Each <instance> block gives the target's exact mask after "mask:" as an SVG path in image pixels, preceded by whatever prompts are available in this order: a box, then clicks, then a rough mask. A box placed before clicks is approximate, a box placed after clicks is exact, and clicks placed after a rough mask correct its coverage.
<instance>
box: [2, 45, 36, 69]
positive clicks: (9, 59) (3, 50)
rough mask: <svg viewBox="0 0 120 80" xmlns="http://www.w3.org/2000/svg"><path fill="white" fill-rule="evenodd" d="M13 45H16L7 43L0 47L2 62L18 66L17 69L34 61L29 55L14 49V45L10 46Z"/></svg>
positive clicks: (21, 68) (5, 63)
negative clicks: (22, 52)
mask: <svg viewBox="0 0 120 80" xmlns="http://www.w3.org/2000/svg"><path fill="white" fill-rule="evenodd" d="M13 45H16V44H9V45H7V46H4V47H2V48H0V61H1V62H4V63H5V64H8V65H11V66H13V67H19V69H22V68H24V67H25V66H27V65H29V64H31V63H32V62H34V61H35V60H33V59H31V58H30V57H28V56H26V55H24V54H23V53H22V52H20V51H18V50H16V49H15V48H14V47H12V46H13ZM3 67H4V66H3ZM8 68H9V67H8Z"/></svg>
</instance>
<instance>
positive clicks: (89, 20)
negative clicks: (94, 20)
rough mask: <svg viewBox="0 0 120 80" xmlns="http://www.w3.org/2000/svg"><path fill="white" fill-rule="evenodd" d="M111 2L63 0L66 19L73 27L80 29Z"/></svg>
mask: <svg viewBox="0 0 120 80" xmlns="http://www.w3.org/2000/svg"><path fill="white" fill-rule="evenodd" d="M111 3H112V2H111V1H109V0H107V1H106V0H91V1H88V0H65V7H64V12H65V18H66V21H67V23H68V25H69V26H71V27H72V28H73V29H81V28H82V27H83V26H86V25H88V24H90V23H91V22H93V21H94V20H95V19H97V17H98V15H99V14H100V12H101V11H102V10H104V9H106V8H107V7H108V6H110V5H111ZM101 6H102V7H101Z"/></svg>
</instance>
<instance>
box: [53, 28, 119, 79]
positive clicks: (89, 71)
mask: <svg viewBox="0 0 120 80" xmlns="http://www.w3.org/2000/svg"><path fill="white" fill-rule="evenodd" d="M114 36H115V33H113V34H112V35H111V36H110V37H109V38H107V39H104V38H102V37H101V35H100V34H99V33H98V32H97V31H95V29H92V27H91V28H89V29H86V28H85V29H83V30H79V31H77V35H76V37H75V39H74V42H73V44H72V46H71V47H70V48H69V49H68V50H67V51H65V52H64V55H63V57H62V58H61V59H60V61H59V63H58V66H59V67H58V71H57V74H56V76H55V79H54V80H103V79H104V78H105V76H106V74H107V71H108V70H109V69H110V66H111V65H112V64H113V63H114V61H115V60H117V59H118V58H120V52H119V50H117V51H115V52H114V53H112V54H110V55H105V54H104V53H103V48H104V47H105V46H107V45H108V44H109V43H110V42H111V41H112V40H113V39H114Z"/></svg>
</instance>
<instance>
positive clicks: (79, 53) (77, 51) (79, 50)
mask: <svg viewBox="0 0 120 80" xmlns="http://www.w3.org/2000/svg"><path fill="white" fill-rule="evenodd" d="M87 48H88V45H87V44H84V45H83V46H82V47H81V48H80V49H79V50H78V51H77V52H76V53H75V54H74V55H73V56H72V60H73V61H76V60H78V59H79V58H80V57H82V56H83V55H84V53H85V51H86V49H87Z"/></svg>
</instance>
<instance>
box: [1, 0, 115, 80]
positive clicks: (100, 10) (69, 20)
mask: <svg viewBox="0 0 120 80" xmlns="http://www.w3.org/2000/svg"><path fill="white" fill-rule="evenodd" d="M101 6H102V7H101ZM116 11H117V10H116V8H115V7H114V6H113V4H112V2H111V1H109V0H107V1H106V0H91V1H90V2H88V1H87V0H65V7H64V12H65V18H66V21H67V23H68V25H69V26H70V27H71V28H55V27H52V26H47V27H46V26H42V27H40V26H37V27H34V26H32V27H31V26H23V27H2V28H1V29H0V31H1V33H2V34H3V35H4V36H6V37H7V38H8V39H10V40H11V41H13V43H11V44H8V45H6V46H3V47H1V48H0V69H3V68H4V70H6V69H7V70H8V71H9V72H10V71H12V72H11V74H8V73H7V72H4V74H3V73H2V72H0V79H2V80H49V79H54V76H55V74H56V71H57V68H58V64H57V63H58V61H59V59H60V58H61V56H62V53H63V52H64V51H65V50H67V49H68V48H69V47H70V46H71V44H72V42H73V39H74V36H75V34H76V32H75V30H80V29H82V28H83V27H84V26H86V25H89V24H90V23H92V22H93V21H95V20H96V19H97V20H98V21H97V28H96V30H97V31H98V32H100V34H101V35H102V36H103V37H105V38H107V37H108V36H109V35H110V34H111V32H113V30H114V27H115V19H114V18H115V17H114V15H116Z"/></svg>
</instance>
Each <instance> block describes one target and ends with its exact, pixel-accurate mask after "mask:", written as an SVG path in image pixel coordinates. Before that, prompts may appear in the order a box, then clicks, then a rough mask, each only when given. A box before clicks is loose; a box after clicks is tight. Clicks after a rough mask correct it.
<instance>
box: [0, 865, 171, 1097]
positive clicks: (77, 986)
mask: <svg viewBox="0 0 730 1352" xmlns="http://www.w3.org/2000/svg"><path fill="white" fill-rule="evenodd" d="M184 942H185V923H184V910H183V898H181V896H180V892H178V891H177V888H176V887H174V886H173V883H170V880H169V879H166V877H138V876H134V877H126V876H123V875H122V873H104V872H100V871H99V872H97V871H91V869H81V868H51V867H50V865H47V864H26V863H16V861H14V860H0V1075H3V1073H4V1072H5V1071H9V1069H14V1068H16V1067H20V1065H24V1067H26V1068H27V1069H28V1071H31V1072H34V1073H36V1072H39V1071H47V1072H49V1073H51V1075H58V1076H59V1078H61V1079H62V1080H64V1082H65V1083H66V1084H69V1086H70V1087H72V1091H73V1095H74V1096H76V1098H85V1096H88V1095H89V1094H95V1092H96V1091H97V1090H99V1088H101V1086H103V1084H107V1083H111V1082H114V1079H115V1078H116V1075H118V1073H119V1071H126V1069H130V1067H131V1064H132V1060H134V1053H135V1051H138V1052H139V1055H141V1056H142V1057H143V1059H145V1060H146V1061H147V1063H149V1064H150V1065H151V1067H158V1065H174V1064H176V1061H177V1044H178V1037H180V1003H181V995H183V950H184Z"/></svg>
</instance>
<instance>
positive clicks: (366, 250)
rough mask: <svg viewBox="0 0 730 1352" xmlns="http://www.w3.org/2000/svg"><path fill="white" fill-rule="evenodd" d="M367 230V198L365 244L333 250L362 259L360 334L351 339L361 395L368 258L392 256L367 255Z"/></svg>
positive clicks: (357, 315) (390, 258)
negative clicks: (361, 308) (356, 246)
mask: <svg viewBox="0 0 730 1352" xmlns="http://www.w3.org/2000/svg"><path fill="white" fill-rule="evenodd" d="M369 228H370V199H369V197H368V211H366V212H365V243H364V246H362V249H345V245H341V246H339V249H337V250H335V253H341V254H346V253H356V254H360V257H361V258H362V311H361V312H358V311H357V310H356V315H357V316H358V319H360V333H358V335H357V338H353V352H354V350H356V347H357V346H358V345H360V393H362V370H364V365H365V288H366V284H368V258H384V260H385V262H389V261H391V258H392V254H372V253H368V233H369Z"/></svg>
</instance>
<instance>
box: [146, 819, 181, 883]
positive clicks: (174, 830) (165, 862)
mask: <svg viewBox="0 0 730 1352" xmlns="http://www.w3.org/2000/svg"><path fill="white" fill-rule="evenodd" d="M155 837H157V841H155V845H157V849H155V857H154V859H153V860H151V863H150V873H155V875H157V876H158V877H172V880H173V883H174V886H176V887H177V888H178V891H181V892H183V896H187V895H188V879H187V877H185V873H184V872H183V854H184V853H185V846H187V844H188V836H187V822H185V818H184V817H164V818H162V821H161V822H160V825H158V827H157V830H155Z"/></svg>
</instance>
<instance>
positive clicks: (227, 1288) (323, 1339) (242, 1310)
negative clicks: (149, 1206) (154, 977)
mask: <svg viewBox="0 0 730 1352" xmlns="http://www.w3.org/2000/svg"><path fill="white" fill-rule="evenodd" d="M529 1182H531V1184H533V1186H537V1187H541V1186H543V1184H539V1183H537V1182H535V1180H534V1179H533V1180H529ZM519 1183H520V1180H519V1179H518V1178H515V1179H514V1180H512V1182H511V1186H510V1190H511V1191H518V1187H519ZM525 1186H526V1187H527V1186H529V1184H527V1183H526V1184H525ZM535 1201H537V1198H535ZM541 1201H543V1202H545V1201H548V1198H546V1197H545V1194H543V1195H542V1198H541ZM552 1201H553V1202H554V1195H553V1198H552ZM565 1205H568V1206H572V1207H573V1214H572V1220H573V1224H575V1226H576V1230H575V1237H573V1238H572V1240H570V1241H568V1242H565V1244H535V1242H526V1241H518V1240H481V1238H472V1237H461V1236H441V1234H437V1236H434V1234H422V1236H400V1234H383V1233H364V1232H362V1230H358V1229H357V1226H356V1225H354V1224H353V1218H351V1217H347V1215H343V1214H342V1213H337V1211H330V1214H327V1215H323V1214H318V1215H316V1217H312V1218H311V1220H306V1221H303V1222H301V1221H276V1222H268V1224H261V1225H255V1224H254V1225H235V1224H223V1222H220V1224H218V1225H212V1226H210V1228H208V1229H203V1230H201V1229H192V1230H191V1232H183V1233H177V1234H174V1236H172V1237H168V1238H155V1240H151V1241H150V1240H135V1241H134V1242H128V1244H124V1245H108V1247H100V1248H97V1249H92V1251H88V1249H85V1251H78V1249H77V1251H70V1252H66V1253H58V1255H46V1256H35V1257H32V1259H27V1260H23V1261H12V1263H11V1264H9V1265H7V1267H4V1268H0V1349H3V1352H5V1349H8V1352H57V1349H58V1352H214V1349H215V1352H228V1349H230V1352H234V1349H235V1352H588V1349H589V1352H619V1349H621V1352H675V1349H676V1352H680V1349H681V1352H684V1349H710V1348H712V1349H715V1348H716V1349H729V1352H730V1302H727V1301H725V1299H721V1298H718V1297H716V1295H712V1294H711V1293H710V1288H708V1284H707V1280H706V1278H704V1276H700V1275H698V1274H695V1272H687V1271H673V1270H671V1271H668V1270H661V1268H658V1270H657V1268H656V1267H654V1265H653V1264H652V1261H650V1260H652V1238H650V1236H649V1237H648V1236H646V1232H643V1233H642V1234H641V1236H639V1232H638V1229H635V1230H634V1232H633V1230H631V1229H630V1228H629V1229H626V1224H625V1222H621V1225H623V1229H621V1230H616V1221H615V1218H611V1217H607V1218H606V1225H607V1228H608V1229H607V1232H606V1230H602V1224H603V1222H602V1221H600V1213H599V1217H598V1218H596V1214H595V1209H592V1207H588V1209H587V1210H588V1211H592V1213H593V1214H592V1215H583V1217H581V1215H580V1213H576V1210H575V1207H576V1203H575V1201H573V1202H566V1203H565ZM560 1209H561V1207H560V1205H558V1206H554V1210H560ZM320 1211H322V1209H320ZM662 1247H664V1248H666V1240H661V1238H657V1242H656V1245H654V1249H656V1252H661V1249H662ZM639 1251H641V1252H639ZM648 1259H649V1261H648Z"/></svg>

What is needed —
Beginning with the line holding "2L63 0L66 19L73" and ending with the line holding "box: [53, 28, 119, 79]", write out the stretch of material above exactly; add no further lines.

Result —
rough mask: <svg viewBox="0 0 120 80" xmlns="http://www.w3.org/2000/svg"><path fill="white" fill-rule="evenodd" d="M111 2L63 0L66 19L73 27L80 29Z"/></svg>
mask: <svg viewBox="0 0 120 80" xmlns="http://www.w3.org/2000/svg"><path fill="white" fill-rule="evenodd" d="M111 3H112V2H111V1H109V0H107V1H106V0H91V1H88V0H65V7H64V12H65V18H66V21H67V23H68V25H69V26H71V27H72V28H73V29H81V28H82V27H83V26H86V25H88V24H90V23H91V22H93V21H94V20H95V19H97V17H98V15H99V14H100V12H101V11H102V10H104V9H106V8H107V7H108V6H110V5H111ZM101 6H102V7H101Z"/></svg>
</instance>
<instance>
box: [53, 28, 119, 79]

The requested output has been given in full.